_What this task involves:_ Update the records from their beginning through the line containing "point(533, 183)", inclusive, so that "side mirror" becomes "wing mirror" and everything else stays the same.

— BEGIN Dataset records —

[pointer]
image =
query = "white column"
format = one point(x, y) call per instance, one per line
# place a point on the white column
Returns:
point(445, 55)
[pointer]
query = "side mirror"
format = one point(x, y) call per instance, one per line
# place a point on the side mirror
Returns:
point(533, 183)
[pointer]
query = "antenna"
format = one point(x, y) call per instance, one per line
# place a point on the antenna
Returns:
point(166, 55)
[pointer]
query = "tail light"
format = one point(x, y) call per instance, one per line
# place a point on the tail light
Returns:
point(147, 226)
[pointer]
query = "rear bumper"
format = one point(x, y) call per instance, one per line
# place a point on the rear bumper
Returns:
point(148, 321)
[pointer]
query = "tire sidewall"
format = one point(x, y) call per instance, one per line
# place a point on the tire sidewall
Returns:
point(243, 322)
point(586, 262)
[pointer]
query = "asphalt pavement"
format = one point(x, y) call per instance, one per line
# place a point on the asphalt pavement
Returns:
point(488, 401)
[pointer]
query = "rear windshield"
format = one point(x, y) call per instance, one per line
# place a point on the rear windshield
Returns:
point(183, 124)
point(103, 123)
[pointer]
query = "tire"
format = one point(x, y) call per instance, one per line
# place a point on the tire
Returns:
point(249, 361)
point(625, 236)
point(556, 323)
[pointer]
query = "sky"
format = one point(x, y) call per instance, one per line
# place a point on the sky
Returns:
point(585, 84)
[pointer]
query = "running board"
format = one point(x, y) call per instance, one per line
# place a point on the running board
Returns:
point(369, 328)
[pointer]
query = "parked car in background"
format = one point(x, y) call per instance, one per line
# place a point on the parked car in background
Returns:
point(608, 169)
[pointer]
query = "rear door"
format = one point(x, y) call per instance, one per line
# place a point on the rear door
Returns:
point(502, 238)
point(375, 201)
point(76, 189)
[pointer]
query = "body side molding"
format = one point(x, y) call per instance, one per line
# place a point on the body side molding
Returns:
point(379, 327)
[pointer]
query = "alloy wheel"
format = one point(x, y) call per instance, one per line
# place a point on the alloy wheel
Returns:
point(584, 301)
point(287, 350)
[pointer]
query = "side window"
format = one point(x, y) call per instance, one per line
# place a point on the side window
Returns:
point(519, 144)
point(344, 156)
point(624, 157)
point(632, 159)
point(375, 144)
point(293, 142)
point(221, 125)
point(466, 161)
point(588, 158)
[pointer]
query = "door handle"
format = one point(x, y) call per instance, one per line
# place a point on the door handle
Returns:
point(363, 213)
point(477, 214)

— END Dataset records —

_Response to this exercise:_
[pointer]
image =
query = "white column"
format = one point(x, y) call per instance, one per line
# place a point on the white column
Returns:
point(445, 55)
[pointer]
query = "wing mirror"
format = one point(x, y) call per instance, one per line
# place a point on the wing mirror
Returns:
point(533, 183)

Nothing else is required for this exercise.